Task directions: Can you render the records as a JSON list of strings, one string per line and no blank lines, starting at the line that contains "of the stone" and continuing through the end of the records? Leave the pictures out.

━━━━

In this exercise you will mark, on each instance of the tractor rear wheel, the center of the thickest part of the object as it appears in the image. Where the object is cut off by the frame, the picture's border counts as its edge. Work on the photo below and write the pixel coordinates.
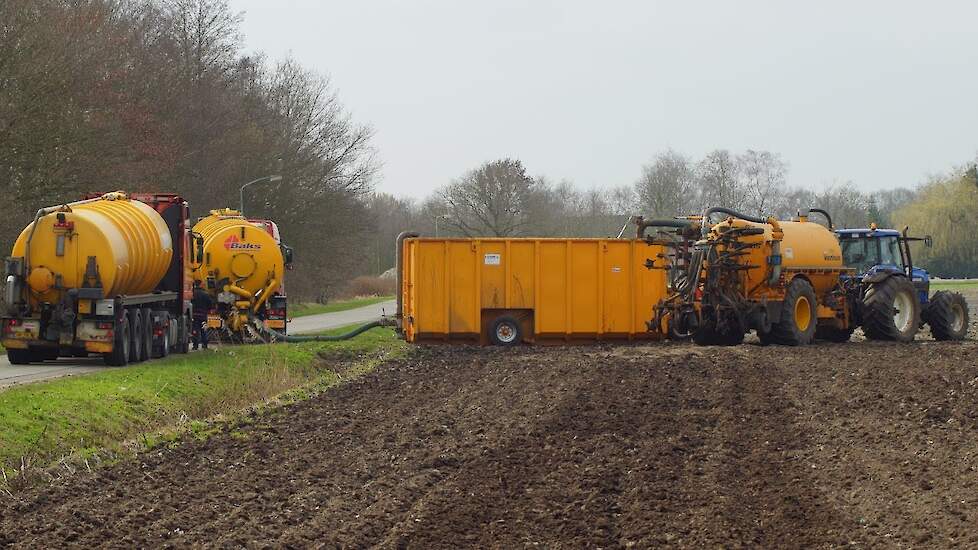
(796, 327)
(891, 310)
(947, 315)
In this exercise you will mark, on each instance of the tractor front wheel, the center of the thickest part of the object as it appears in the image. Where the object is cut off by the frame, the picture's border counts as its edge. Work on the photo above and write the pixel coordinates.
(947, 315)
(891, 310)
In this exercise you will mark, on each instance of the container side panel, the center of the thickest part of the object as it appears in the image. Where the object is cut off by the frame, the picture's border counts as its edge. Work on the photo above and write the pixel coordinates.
(430, 287)
(521, 275)
(492, 263)
(617, 288)
(463, 293)
(585, 261)
(551, 306)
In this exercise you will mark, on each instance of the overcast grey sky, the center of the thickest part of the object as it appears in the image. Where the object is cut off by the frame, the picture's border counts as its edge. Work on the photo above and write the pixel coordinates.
(879, 93)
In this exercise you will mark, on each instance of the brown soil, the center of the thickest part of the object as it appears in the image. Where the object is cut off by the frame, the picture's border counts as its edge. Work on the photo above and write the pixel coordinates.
(604, 446)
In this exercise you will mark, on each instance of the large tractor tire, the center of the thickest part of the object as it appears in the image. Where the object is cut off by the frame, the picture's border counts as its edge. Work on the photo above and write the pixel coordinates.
(799, 318)
(891, 310)
(947, 316)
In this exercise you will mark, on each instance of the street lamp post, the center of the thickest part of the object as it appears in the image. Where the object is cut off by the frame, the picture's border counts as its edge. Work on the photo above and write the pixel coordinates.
(271, 178)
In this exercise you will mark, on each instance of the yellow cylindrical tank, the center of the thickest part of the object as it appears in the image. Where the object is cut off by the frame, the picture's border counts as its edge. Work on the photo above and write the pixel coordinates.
(127, 240)
(804, 245)
(239, 252)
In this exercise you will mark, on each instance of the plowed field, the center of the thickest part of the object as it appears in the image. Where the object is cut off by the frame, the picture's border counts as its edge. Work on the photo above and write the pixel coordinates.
(861, 444)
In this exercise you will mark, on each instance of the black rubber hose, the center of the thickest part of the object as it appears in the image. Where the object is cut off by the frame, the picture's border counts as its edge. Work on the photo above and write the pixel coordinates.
(824, 213)
(326, 338)
(734, 213)
(645, 224)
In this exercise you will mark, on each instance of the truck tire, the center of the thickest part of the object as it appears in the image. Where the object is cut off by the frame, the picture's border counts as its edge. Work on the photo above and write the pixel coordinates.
(891, 310)
(799, 318)
(21, 356)
(119, 356)
(506, 331)
(135, 335)
(833, 334)
(947, 315)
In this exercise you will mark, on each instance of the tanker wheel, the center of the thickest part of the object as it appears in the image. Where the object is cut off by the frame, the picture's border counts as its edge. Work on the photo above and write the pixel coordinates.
(149, 346)
(947, 315)
(506, 331)
(891, 310)
(798, 321)
(119, 356)
(135, 335)
(20, 356)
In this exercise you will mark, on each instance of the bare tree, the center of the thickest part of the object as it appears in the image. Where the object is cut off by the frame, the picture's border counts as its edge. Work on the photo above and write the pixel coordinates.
(762, 175)
(490, 200)
(666, 186)
(718, 182)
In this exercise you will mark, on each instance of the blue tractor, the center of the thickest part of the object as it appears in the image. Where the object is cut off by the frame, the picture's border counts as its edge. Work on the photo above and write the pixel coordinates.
(890, 296)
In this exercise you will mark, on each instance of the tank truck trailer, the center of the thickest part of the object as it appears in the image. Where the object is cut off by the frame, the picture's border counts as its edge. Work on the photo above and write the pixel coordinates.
(110, 274)
(793, 282)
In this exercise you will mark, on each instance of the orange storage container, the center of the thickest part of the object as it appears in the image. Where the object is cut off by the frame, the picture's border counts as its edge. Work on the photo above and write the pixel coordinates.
(554, 289)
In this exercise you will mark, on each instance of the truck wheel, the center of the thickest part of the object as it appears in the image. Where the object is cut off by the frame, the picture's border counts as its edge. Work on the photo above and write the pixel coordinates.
(798, 321)
(135, 335)
(20, 356)
(947, 315)
(506, 331)
(149, 346)
(833, 334)
(119, 356)
(891, 310)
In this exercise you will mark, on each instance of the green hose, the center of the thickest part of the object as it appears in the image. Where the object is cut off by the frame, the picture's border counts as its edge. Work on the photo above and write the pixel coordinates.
(326, 338)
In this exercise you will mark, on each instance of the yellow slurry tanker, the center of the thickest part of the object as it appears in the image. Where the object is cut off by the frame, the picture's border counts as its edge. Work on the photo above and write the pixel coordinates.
(243, 268)
(109, 274)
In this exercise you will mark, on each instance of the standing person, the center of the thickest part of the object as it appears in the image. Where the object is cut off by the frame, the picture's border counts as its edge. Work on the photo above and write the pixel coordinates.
(202, 304)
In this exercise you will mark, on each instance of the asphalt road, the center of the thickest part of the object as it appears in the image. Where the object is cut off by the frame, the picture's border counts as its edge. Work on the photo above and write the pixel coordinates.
(20, 374)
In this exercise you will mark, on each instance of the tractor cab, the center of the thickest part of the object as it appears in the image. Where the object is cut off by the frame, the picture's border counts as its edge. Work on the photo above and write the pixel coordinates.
(878, 253)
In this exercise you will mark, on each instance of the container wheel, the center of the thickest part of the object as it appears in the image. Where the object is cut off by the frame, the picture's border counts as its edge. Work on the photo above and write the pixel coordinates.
(891, 310)
(506, 331)
(798, 321)
(21, 356)
(119, 356)
(135, 335)
(947, 315)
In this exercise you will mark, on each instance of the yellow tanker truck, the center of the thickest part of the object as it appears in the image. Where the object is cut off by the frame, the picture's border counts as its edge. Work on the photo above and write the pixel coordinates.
(243, 268)
(109, 274)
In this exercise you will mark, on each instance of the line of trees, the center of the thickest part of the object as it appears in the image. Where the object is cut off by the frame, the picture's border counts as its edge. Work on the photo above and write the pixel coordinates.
(500, 199)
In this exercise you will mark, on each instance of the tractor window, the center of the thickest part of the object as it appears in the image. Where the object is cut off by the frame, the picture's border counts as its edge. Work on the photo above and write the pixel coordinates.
(860, 253)
(890, 251)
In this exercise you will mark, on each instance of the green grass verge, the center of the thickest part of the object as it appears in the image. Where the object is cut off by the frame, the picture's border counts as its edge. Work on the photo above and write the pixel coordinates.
(954, 285)
(301, 310)
(85, 414)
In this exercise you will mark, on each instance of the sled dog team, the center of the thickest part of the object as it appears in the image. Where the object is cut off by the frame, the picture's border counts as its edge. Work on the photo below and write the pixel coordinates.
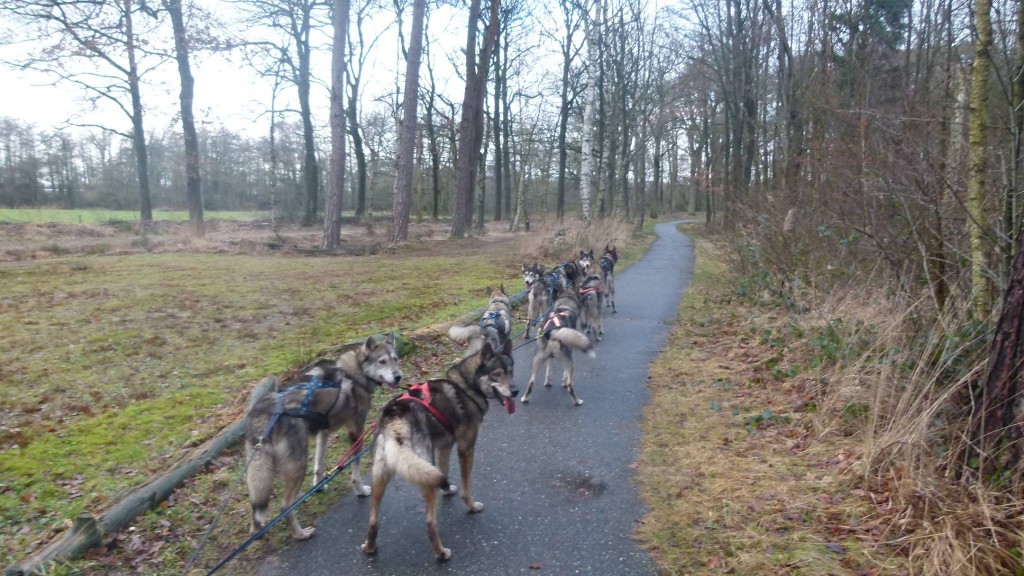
(417, 430)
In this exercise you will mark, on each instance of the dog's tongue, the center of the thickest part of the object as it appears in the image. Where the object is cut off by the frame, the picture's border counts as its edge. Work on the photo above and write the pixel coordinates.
(509, 405)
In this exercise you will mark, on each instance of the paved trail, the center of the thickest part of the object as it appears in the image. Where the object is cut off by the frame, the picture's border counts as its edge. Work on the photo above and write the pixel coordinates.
(555, 479)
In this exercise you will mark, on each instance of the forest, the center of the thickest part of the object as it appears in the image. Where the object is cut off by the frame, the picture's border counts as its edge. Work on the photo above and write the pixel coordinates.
(846, 151)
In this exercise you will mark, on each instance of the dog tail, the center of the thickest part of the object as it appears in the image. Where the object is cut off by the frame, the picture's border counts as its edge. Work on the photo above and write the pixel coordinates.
(573, 338)
(399, 456)
(463, 334)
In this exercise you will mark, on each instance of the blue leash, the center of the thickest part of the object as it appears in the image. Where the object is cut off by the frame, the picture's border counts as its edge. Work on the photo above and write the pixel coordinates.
(288, 510)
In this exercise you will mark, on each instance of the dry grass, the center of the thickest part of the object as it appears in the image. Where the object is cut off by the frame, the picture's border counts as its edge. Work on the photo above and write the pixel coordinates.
(914, 386)
(734, 482)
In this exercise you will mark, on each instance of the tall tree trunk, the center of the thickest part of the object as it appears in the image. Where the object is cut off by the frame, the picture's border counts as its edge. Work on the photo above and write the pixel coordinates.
(193, 182)
(407, 133)
(138, 131)
(497, 130)
(1014, 212)
(471, 124)
(310, 171)
(592, 30)
(336, 186)
(981, 297)
(358, 148)
(998, 423)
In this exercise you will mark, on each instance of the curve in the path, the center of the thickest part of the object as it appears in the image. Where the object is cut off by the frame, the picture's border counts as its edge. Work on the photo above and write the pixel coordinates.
(556, 480)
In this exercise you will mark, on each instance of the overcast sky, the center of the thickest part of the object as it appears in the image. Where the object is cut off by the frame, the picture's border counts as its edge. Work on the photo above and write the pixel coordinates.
(226, 91)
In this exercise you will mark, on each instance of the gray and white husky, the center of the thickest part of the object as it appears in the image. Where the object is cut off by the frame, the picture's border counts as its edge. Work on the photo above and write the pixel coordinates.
(538, 293)
(591, 295)
(607, 263)
(558, 337)
(328, 397)
(417, 432)
(495, 326)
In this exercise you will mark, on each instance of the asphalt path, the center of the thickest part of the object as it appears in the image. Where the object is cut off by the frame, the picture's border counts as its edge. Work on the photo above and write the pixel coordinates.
(556, 480)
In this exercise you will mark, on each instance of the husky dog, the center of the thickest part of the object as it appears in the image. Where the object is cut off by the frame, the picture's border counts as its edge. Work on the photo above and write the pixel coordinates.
(495, 327)
(585, 260)
(563, 277)
(539, 295)
(557, 338)
(332, 395)
(607, 263)
(591, 294)
(420, 428)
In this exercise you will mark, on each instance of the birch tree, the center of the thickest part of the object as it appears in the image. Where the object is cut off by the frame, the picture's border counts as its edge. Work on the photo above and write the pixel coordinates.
(194, 184)
(981, 300)
(407, 130)
(336, 184)
(96, 47)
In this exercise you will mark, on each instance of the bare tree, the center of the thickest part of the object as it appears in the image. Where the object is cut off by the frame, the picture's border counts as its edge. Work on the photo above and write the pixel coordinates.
(573, 16)
(592, 33)
(336, 186)
(407, 130)
(96, 46)
(194, 190)
(471, 124)
(294, 19)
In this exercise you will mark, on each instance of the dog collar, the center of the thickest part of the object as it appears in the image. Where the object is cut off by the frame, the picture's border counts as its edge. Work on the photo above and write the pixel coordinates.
(424, 400)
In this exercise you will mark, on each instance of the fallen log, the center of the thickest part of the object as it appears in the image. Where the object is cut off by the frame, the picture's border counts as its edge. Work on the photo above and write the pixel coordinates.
(87, 532)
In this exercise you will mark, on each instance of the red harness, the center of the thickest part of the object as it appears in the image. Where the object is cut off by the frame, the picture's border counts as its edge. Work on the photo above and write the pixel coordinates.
(554, 319)
(424, 400)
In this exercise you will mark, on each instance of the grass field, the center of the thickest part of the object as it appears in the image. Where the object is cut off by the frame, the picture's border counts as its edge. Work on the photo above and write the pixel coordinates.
(113, 365)
(98, 216)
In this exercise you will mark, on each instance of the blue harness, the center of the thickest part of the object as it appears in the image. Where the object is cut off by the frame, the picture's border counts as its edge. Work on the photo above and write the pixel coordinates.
(316, 419)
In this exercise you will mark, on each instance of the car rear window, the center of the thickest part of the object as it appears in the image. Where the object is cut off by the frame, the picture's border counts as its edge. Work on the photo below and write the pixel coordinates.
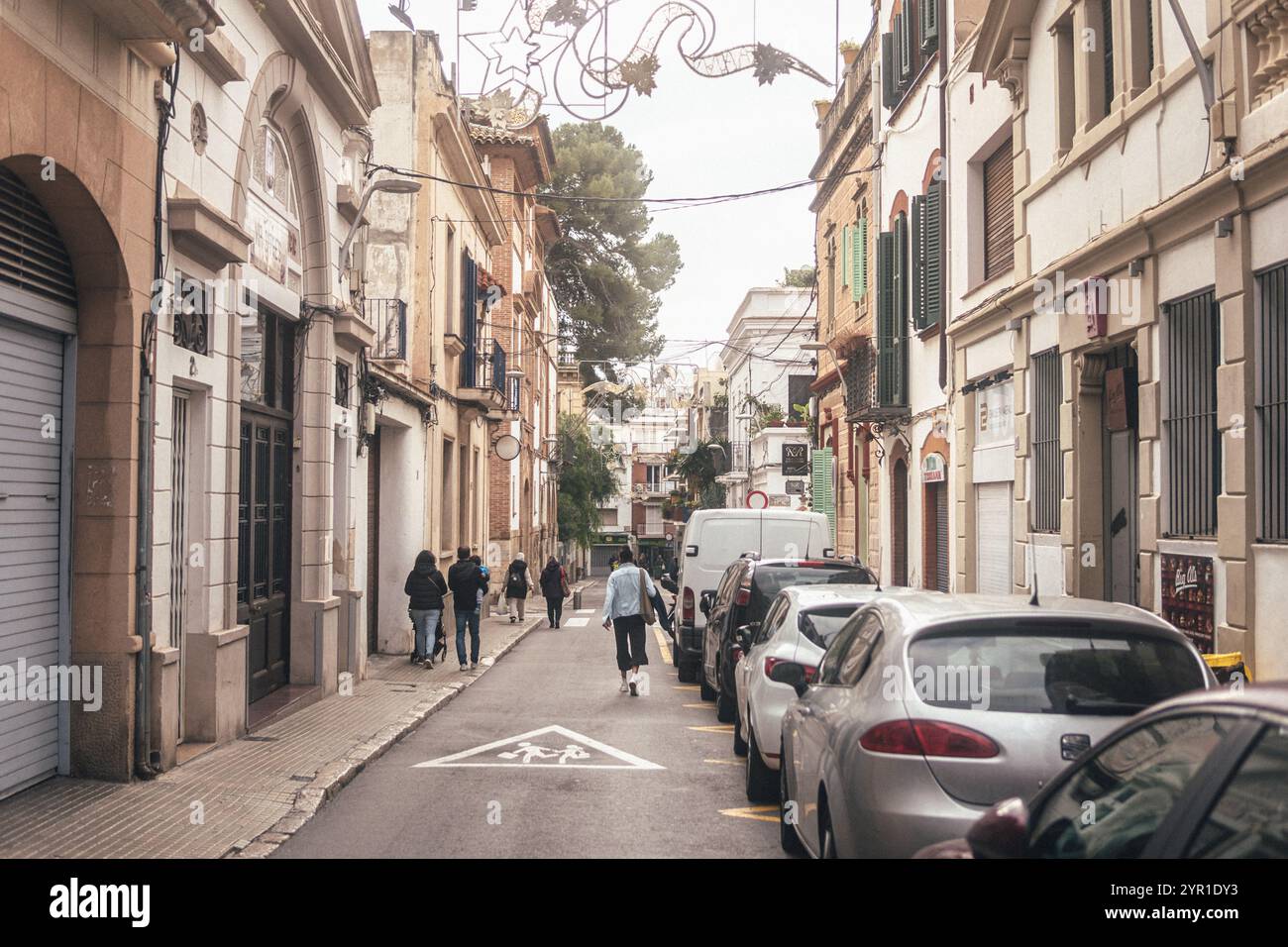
(1048, 672)
(820, 625)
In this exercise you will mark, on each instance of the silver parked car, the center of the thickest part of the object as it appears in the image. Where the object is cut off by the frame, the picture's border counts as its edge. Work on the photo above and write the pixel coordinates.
(927, 709)
(799, 625)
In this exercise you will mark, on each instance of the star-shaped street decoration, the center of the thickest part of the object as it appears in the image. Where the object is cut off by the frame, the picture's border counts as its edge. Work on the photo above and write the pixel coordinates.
(514, 52)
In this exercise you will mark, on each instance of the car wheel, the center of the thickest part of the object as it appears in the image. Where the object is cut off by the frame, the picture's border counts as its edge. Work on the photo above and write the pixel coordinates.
(726, 709)
(825, 836)
(787, 836)
(761, 781)
(708, 693)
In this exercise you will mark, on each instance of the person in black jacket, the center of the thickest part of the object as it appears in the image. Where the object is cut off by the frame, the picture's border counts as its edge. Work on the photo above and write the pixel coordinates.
(425, 586)
(554, 583)
(468, 581)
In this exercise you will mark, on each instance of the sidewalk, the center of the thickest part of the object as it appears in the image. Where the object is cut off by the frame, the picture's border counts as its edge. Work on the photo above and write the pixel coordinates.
(246, 797)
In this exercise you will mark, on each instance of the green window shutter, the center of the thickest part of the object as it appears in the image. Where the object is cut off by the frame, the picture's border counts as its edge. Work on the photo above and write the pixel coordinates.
(820, 487)
(859, 283)
(932, 298)
(845, 256)
(918, 262)
(889, 69)
(885, 315)
(928, 26)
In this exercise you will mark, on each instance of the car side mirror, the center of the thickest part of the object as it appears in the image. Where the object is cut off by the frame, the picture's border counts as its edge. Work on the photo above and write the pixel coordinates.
(1000, 832)
(791, 674)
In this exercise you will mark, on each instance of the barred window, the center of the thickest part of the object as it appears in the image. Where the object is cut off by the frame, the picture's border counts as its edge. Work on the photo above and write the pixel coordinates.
(1193, 441)
(1273, 403)
(1047, 466)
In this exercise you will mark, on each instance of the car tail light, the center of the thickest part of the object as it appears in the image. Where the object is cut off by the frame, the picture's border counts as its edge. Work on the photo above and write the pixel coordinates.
(927, 738)
(810, 671)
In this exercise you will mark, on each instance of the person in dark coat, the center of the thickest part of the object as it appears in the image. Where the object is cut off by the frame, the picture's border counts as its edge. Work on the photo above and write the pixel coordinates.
(554, 587)
(425, 586)
(468, 583)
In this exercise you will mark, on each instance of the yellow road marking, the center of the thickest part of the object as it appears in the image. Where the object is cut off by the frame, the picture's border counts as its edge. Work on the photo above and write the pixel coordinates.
(664, 644)
(755, 812)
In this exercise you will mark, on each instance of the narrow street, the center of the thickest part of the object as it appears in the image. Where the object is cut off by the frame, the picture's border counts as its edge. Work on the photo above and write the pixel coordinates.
(554, 678)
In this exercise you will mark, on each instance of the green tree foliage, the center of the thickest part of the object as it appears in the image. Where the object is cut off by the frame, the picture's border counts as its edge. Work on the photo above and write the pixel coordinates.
(587, 479)
(606, 272)
(800, 278)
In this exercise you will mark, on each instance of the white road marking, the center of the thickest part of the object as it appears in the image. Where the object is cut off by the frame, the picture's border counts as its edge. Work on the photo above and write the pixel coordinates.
(536, 757)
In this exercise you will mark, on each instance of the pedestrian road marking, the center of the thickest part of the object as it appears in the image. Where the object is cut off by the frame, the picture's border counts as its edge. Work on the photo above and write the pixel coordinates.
(760, 813)
(526, 753)
(664, 643)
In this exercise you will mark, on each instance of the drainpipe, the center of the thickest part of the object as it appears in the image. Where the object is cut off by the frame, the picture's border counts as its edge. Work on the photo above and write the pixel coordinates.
(145, 757)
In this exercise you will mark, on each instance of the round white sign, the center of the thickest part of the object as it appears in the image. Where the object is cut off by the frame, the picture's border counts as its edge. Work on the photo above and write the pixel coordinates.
(506, 447)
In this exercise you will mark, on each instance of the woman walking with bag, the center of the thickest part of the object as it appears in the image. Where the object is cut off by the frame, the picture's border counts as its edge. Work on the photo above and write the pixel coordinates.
(629, 612)
(554, 587)
(425, 586)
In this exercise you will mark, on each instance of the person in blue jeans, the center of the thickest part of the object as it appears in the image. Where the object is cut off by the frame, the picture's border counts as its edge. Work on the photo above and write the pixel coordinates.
(467, 579)
(425, 587)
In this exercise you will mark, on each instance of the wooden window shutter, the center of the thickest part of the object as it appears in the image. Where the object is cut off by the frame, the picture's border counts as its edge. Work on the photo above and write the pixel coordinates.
(928, 26)
(888, 71)
(845, 256)
(918, 262)
(859, 283)
(999, 211)
(932, 282)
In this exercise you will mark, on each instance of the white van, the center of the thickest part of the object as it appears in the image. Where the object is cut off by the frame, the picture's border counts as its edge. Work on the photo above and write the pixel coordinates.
(712, 540)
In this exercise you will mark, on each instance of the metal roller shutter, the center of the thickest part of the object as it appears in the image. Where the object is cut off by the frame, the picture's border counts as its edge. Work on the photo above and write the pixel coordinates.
(993, 538)
(31, 407)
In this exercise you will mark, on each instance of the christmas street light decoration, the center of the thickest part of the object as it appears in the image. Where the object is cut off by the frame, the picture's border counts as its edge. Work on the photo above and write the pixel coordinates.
(554, 48)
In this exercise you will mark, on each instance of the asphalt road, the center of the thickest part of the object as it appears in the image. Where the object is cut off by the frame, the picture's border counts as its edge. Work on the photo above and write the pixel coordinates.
(670, 791)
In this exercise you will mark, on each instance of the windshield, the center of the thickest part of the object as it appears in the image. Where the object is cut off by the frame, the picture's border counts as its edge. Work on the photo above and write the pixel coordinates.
(1044, 672)
(822, 624)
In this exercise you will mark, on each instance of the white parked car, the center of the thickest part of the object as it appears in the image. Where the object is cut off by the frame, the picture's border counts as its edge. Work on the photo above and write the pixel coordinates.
(799, 625)
(712, 540)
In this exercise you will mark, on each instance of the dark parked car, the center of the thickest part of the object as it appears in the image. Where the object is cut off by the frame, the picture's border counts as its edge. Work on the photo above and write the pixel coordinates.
(742, 598)
(1199, 776)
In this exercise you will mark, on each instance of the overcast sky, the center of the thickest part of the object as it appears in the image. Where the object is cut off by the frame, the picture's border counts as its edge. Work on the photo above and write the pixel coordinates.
(703, 137)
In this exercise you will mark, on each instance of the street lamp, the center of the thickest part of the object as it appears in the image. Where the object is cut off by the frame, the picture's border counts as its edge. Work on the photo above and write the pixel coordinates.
(393, 185)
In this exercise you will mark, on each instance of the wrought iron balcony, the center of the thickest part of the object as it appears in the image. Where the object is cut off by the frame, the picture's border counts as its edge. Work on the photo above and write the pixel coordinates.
(389, 318)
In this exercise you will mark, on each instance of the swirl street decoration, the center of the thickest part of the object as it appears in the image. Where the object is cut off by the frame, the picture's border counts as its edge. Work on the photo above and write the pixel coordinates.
(559, 50)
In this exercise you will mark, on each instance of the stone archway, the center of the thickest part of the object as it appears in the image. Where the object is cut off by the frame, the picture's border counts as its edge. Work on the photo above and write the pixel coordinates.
(91, 171)
(282, 98)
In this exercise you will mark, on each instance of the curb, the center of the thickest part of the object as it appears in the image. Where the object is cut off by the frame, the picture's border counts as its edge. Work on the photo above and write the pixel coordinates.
(339, 774)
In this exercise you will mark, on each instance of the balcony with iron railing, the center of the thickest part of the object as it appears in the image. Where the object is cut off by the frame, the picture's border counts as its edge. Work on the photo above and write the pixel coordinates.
(483, 380)
(389, 318)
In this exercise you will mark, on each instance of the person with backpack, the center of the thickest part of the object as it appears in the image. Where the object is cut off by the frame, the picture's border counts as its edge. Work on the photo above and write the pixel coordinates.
(518, 586)
(425, 586)
(629, 612)
(468, 582)
(554, 587)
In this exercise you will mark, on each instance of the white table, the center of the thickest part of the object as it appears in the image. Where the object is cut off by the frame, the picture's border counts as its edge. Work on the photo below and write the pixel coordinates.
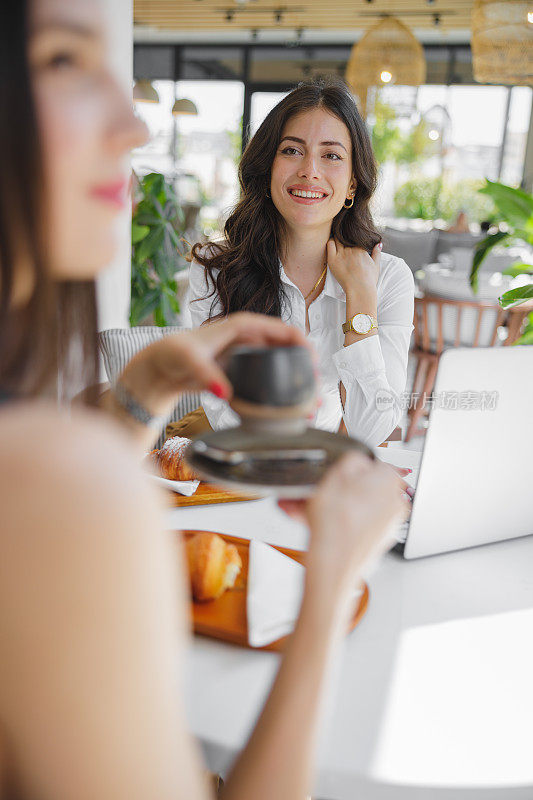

━━━━

Complete output:
[
  "In this exercise you will mark, on each instance of the stone archway, the center of the thickest part of the object as it appears in the image. Where the object is cut off by the frame, the picture's border counts as its edge. Work on the photo above and write the pixel coordinates.",
  "(91, 171)",
  "(282, 98)",
  "In this exercise you will mark, on each instance of the curb, the center of the thickest part of the object as it appears in the image. Where the object is cut off by the frame, the picture's border counts as its edge. Work on the photo above and write the pixel coordinates.",
  "(339, 774)",
  "In this exercise you will mark, on each instance of the balcony with iron railing, the center of the thickest part of the object as it appears in the image. Where the object is cut off by the frame, the picture's border counts as its edge. Work on the photo above and write the pixel coordinates.",
  "(483, 380)",
  "(389, 318)",
  "In this exercise you will mark, on each instance of the person with backpack, the center of the thickest part of the object as it appears in the image. Where the object is cut off by the frame, the picture's border counts as its edge. Work on the photo above and write the pixel coordinates.",
  "(518, 586)",
  "(425, 586)",
  "(629, 612)",
  "(468, 582)",
  "(554, 587)",
  "In this exercise you will mark, on each instance of the white table, the center of the thickest part of the object as it appears in the image. Where the object is cut off by the frame, the picture's border counts as its edge. Work on the photo below and write the pixel coordinates."
]